Start of Material for this task

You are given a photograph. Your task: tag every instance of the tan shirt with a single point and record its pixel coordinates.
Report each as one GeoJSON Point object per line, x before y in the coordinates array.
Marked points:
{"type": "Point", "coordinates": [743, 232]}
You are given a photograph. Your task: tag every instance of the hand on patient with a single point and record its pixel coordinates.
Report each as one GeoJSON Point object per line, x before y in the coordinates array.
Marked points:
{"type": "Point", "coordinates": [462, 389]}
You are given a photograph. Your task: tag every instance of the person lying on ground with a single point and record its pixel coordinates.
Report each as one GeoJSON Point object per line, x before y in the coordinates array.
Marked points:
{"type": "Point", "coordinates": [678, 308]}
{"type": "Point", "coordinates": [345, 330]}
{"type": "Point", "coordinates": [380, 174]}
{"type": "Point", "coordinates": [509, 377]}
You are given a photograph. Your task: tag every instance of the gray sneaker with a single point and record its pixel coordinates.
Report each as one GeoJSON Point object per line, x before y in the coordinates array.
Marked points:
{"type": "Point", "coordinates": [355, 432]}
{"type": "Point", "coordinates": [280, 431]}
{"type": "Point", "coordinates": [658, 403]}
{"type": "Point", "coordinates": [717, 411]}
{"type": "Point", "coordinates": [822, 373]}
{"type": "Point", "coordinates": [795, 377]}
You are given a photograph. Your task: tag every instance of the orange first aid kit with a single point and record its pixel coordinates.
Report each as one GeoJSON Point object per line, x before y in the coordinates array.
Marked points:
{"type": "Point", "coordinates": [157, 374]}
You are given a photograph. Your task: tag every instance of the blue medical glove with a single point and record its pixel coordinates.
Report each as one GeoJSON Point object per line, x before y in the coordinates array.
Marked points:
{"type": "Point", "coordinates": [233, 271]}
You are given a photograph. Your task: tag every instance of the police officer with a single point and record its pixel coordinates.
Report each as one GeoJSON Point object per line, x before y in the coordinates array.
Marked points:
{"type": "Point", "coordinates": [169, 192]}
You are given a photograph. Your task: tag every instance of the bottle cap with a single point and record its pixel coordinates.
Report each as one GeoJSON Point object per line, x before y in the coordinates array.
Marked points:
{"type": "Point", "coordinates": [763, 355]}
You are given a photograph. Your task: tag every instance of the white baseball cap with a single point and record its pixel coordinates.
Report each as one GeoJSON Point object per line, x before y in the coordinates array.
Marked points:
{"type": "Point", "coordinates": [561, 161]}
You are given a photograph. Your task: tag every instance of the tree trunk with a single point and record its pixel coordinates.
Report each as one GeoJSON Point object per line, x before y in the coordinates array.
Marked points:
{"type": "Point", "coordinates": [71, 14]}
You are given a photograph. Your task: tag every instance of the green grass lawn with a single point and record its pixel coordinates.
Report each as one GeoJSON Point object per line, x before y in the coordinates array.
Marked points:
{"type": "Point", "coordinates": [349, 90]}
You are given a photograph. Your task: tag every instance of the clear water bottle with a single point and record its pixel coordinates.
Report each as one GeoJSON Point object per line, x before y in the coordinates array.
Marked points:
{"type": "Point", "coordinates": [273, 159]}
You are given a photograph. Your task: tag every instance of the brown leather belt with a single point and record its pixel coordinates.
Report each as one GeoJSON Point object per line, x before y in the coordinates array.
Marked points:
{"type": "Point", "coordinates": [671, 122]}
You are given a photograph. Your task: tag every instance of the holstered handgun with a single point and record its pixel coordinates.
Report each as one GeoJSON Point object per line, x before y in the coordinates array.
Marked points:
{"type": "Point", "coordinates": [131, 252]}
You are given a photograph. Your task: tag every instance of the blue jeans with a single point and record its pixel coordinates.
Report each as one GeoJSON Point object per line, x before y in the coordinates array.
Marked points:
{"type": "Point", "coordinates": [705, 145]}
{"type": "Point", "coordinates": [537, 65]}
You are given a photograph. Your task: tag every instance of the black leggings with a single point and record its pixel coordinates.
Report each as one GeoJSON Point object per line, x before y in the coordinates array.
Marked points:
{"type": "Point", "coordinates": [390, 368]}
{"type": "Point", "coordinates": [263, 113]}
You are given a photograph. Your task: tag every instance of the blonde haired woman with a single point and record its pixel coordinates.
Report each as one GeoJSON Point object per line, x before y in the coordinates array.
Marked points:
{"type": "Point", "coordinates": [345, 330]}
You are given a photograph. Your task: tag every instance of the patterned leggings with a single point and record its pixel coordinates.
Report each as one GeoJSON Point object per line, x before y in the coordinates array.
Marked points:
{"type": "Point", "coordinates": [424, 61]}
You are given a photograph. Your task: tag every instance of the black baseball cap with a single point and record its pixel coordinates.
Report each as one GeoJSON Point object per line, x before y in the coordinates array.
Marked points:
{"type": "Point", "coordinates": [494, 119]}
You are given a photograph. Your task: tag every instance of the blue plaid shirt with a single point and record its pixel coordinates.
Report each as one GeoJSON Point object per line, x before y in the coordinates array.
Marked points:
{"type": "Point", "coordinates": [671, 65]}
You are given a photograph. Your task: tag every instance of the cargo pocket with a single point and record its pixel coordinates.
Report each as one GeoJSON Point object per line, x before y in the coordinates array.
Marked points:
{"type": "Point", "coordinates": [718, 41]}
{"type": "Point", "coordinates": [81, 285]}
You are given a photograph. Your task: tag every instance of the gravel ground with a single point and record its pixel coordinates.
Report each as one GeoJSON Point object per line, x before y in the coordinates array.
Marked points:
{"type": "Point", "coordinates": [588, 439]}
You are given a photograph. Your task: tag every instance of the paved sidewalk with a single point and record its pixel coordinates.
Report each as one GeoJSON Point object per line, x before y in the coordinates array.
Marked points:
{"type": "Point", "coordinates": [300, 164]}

End of Material for this task

■ Task to carry out:
Set down the data above once more so that nothing differs from the original.

■ Answer box:
You are given a photograph. Your task: tag every instance of the tan shirt with a single point and record its pixel coordinates.
Report each as one GeoJSON Point object per line, x before y in the coordinates array.
Marked points:
{"type": "Point", "coordinates": [743, 232]}
You are given a photograph. Your task: tag every instance of the hand on patient with a single point and record its pixel coordinates.
Report each as one GeoJSON Point object per line, x before y in the coordinates array.
Marked points:
{"type": "Point", "coordinates": [462, 389]}
You are given a photograph. Your task: tag every instance of the person lying on ground with a single point and record its pixel coordinates.
Report each as one GeoJSON Point object per line, x before y in the coordinates array.
Marked points:
{"type": "Point", "coordinates": [678, 308]}
{"type": "Point", "coordinates": [345, 330]}
{"type": "Point", "coordinates": [380, 174]}
{"type": "Point", "coordinates": [509, 377]}
You are given a photograph. Your task: tag every instance of the gray sneaker with a single point and record its pixel coordinates.
Report each as one GeoJSON Point object per line, x before y in the coordinates array.
Marked points:
{"type": "Point", "coordinates": [355, 432]}
{"type": "Point", "coordinates": [280, 431]}
{"type": "Point", "coordinates": [658, 403]}
{"type": "Point", "coordinates": [717, 411]}
{"type": "Point", "coordinates": [822, 373]}
{"type": "Point", "coordinates": [795, 377]}
You are given a photograph. Your task: tag every instance of the orange first aid kit with a single point and record its pixel coordinates.
Report each as one GeoJSON Point object per line, x before y in the coordinates array.
Marked points:
{"type": "Point", "coordinates": [157, 374]}
You are given a photograph. Your task: tag every instance of the blue medical glove with a single point and record its pixel coordinates.
Report each as one GeoJSON Point object per line, x before y in the coordinates array.
Marked points:
{"type": "Point", "coordinates": [233, 271]}
You are given a photograph. Your task: tag every instance of the police officer with a single point and record its pixel coordinates.
Report each as one GeoJSON Point object per line, x before y in the coordinates array.
Marked points:
{"type": "Point", "coordinates": [169, 192]}
You are given a photograph. Your task: tag every instance of the bottle cap with a single point and record its pixel coordinates.
Report each as one GeoJSON Point object per line, x before y in the coordinates array.
Marked points:
{"type": "Point", "coordinates": [763, 355]}
You are given a photograph. Your task: tag every instance of the white baseball cap with a single point and record its pixel coordinates.
Report each as one GeoJSON Point object per line, x before y in the coordinates array.
Marked points:
{"type": "Point", "coordinates": [561, 161]}
You are given a photograph. Your task: tag every instance of the tree trunk with a single point and record its pixel coordinates.
Report each as one GeoJSON Point object per line, x before y in the coordinates array.
Marked points:
{"type": "Point", "coordinates": [71, 14]}
You are given a photograph. Your task: tag every instance of the green grass lawn with a single point and record its pixel coordinates.
Report each as one GeoJSON Point object per line, x before y in the coordinates array.
Marked points:
{"type": "Point", "coordinates": [349, 90]}
You are given a photograph. Your task: tag every instance of the clear water bottle with a single point and record its pixel coordinates.
Report each as one GeoJSON Point object per line, x before y in the coordinates array.
Marked points:
{"type": "Point", "coordinates": [273, 159]}
You are given a photograph. Your task: tag every instance of the brown leather belt with a single point and record its pixel coordinates.
Report each as one GeoJSON Point object per line, x before y in the coordinates array.
Marked points:
{"type": "Point", "coordinates": [671, 122]}
You are given a photograph. Your task: tag every instance of the holstered handgun with a single point and record its pixel coordinates.
Report each as one GeoJSON Point object per line, x before y in the coordinates array.
Marked points:
{"type": "Point", "coordinates": [131, 252]}
You are given a photograph. Your task: tag every instance of the blue jeans with a single point and record its pixel coordinates.
Report each as one GeoJSON Point object per line, x before y in the coordinates array.
Marked points:
{"type": "Point", "coordinates": [705, 145]}
{"type": "Point", "coordinates": [537, 65]}
You are given a photograph. Your task: tag every instance of the black leggings with a single point and record its pixel coordinates.
Report each as one GeoJSON Point object per line, x before y in the coordinates array.
Marked points:
{"type": "Point", "coordinates": [390, 368]}
{"type": "Point", "coordinates": [263, 113]}
You are given a photograph. Your task: tag every instance of the blonde haired woman with a single point and record its pixel coordinates.
Report each as one GeoJSON Point object per line, x before y in the coordinates array.
Marked points:
{"type": "Point", "coordinates": [345, 330]}
You are given a photograph. Your task: tag every instance of the patterned leggings with a single point and record its pixel coordinates.
Report each as one GeoJSON Point object per line, x before y in the coordinates array.
Marked points:
{"type": "Point", "coordinates": [424, 61]}
You are given a photograph. Your task: tag every instance of the black baseball cap with a single point and record its pixel coordinates.
Report each as one GeoJSON Point object per line, x before y in the coordinates array.
Marked points:
{"type": "Point", "coordinates": [494, 119]}
You are given a photograph. Your task: tag every instance of the blue plaid shirt with a single point and record its pixel coordinates.
Report each as one GeoJSON Point object per line, x before y in the coordinates array.
Marked points:
{"type": "Point", "coordinates": [671, 65]}
You are given a photograph. Your task: tag every instance of the cargo pocket with a single point and record its pixel coordinates.
Report each as one GeoJSON Point object per line, x before y in the coordinates array.
Marked points:
{"type": "Point", "coordinates": [718, 41]}
{"type": "Point", "coordinates": [81, 285]}
You are given a photograph. Your task: tag every instance of the gravel ground with a single point and record its pixel coordinates.
Report each as one GeoJSON Point object per line, x before y in the coordinates array.
Marked points:
{"type": "Point", "coordinates": [588, 439]}
You are given a photograph. Your task: tag every instance of the paved sidewalk with a single point and record its pixel coordinates.
Report each as one GeoJSON Point object per line, x before y in the coordinates array.
Marked points:
{"type": "Point", "coordinates": [300, 164]}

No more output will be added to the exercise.